◆ Dataset excerpts ◆
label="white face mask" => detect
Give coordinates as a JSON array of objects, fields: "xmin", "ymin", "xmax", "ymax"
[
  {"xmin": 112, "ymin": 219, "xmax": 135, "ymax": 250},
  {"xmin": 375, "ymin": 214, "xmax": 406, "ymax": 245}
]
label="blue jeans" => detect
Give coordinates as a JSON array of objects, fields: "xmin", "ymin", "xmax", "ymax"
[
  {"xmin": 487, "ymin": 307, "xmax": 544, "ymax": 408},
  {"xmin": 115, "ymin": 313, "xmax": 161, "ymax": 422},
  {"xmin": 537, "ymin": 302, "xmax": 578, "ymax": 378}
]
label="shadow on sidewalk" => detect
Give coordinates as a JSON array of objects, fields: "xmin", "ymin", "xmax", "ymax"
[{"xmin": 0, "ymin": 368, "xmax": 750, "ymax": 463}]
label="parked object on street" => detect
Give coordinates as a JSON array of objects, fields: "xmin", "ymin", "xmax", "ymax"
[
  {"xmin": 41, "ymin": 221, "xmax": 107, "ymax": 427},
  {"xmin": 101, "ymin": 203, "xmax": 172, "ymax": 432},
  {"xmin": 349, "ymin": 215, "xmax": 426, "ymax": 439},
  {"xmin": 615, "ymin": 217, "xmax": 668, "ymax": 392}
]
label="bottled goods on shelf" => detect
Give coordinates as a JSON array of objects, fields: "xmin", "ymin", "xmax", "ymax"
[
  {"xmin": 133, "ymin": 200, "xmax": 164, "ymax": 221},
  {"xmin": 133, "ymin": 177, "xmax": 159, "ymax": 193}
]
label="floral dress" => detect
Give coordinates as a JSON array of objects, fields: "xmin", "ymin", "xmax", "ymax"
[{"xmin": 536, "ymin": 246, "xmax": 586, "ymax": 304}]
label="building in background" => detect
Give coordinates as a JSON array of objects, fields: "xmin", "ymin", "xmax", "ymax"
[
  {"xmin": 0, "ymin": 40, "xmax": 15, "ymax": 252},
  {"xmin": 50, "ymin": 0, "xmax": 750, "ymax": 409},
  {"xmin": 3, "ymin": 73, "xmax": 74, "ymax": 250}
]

◆ Task requirements ◆
Reproduce all of the items above verbatim, preserving every character and line break.

◆ Answer ◆
label="white face mask" => detect
Give coordinates as a JSON array of objects, fields: "xmin", "ymin", "xmax", "ymax"
[
  {"xmin": 112, "ymin": 219, "xmax": 135, "ymax": 250},
  {"xmin": 375, "ymin": 214, "xmax": 406, "ymax": 245}
]
label="blue jeans" => detect
Give coordinates as a JSON array of objects, fields: "xmin", "ymin", "xmax", "ymax"
[
  {"xmin": 487, "ymin": 307, "xmax": 544, "ymax": 408},
  {"xmin": 115, "ymin": 313, "xmax": 161, "ymax": 422},
  {"xmin": 537, "ymin": 302, "xmax": 578, "ymax": 378}
]
label="shadow on sidewalk" => detect
Give coordinates as a JSON array of objects, fields: "xmin", "ymin", "xmax", "ymax"
[{"xmin": 0, "ymin": 368, "xmax": 750, "ymax": 463}]
label="parked object on street" => detect
Give coordinates as a JSON array of objects, fields: "xmin", "ymin", "xmax", "ymax"
[
  {"xmin": 41, "ymin": 221, "xmax": 107, "ymax": 427},
  {"xmin": 101, "ymin": 203, "xmax": 172, "ymax": 432},
  {"xmin": 349, "ymin": 215, "xmax": 426, "ymax": 439},
  {"xmin": 615, "ymin": 217, "xmax": 668, "ymax": 392}
]
label="bottled goods on shelf" => detect
Give coordinates as a JSON array of objects, fields: "xmin", "ymin", "xmax", "ymax"
[
  {"xmin": 133, "ymin": 200, "xmax": 164, "ymax": 221},
  {"xmin": 133, "ymin": 177, "xmax": 159, "ymax": 193}
]
label="floral dress" => detect
Give coordinates as a JSON array of objects, fields: "xmin", "ymin", "xmax", "ymax"
[{"xmin": 536, "ymin": 246, "xmax": 586, "ymax": 304}]
label="building in background" => detect
Give coordinates as a JSON array of objects, fields: "xmin", "ymin", "xmax", "ymax"
[
  {"xmin": 0, "ymin": 40, "xmax": 15, "ymax": 252},
  {"xmin": 50, "ymin": 0, "xmax": 750, "ymax": 409},
  {"xmin": 3, "ymin": 73, "xmax": 74, "ymax": 250}
]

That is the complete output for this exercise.